• Prompt 1: In the MKS earnings call transcript, why does the chief financial officer say the forward-looking statements should not be relied on as the company's views for any date after the call?
• Prompt 2: From the MKS earnings call transcript, reproduce word for word the stretch from "To the MKS fourth" through "may begin, sir.".

>> START Document

To the MKS fourth quarter 2012 earnings conference call. At this time all participants are in a listen only mode. Later we will conduct a question and answer session and instructions will follow at that time. (Operator Instructions). I would now like to introduce your host for this conference call, Mr. Seth Bagshaw. You may begin, sir.

Seth Bagshaw

Management

Good morning, everyone. I'm Seth Bagshaw, Vice President and Chief Financial Officer, and I'm joined this morning by Leo Berlinghieri, Chief Executive Officer and President. Thank you for joining our earnings conference call. Yesterday, after market close, we released our financial results for the full year and fourth quarter 2012. You can access this release at our website, www.mksinstruments.com. As a reminder, various remarks that we make about future expectations, plans and prospects for MKS comprise forward-looking statements. Actual results may differ materially from those indicated by these forward-looking statements as a result of various important factors, including those discussed in yesterday's Press Release, and the Company's most recent Annual Report on Form 10-K and most recent quarterly report on Form 10-Q, which are on file with the SEC. In addition, these forward-looking statements represent the Company's expectations only as of today. While the company may elect to update these forward-looking statements, it specifically disclaims any obligation to do so. Any forward-looking statements should not be relied upon as representing the company's estimates or views as of any date subsequent to today. Now I'll turn the call to Leo.

>> END Document
>> START Information shown

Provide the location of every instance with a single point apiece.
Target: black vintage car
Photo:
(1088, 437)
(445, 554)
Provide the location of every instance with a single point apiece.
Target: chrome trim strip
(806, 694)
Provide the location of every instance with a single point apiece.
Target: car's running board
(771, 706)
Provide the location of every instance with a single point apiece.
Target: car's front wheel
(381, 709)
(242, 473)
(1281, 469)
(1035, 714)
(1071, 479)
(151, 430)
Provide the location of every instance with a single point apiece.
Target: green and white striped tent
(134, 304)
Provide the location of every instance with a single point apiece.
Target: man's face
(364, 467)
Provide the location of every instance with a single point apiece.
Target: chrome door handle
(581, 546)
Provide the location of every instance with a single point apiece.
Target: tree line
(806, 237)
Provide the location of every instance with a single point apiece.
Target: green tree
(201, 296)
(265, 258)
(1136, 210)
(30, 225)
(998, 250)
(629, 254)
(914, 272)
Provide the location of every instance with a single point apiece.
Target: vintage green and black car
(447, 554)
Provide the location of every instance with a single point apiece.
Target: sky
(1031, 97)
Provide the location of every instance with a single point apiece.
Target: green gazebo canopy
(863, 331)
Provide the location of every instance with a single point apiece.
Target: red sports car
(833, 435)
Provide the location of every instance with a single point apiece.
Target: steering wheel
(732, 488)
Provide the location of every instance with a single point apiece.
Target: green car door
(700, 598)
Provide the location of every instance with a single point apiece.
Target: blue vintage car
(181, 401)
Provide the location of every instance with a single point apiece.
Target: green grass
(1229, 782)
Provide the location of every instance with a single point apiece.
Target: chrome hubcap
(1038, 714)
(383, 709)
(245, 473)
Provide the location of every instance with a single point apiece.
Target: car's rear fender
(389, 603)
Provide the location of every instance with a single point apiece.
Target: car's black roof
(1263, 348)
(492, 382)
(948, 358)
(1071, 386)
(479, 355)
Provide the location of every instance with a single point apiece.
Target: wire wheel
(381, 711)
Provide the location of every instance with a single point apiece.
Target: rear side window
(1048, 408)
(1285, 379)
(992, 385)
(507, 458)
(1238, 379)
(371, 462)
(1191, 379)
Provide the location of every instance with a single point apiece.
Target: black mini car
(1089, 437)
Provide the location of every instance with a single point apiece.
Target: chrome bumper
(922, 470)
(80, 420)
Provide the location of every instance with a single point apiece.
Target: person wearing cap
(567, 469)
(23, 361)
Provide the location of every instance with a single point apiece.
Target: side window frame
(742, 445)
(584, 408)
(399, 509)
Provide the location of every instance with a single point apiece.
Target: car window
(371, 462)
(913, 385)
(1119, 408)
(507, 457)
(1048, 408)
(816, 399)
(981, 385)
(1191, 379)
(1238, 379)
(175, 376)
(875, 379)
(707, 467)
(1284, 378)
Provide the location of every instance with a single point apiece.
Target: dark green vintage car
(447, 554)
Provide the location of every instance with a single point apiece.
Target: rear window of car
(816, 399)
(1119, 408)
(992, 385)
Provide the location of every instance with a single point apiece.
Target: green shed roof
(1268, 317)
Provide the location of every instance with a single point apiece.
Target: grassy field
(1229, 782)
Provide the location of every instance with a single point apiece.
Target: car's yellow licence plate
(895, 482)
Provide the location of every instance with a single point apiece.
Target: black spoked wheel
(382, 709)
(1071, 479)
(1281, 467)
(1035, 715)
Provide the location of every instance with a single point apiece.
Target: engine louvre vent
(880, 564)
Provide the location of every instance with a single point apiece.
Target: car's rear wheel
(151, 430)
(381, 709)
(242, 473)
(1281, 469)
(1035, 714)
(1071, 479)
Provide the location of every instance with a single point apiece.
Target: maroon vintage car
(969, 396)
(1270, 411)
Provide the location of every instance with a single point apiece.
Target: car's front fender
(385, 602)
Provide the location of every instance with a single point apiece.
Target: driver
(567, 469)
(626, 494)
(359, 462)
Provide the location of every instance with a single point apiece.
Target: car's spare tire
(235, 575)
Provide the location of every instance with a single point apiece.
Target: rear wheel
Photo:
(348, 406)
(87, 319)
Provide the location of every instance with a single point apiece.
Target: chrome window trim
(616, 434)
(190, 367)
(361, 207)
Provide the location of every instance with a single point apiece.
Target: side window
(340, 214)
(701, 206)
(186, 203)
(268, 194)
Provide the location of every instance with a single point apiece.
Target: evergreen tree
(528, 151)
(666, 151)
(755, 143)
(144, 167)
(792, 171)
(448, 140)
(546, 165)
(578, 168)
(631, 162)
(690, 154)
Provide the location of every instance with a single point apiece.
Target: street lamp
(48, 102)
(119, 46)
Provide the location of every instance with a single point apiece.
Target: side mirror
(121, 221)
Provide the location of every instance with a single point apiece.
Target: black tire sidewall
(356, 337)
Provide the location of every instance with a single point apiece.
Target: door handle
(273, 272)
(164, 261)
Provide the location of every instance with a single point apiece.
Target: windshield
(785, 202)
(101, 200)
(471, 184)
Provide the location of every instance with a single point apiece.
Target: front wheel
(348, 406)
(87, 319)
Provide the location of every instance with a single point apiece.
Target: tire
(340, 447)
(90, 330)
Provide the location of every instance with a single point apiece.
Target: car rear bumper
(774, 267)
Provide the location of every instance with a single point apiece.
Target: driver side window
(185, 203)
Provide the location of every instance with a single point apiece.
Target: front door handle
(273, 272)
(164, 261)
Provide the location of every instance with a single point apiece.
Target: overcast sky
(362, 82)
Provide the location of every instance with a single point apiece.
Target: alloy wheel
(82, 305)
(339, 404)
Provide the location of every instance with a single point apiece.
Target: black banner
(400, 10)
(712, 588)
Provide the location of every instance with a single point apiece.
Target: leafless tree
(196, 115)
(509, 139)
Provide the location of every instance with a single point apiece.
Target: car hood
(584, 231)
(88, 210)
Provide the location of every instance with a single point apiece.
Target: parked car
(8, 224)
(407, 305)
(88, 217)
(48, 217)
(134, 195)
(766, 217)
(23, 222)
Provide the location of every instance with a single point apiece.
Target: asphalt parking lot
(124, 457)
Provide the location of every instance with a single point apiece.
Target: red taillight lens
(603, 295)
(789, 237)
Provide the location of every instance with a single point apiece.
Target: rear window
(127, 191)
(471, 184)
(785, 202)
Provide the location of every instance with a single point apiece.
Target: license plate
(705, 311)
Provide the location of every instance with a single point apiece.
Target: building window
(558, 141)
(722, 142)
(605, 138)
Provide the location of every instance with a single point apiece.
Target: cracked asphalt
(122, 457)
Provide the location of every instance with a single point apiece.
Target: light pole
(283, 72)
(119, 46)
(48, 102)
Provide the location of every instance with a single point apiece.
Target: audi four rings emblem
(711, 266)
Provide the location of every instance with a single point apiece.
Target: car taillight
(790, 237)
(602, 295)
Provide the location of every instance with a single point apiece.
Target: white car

>> END Information shown

• Written solution 1: He says the statements represent the company's expectations only as of the day of the call. Although the company may choose to update them, it specifically disclaims any obligation to do so.

• Written solution 2:
To the MKS fourth quarter 2012 earnings conference call. At this time all participants are in a listen only mode. Later we will conduct a question and answer session and instructions will follow at that time. (Operator Instructions). I would now like to introduce your host for this conference call, Mr. Seth Bagshaw. You may begin, sir.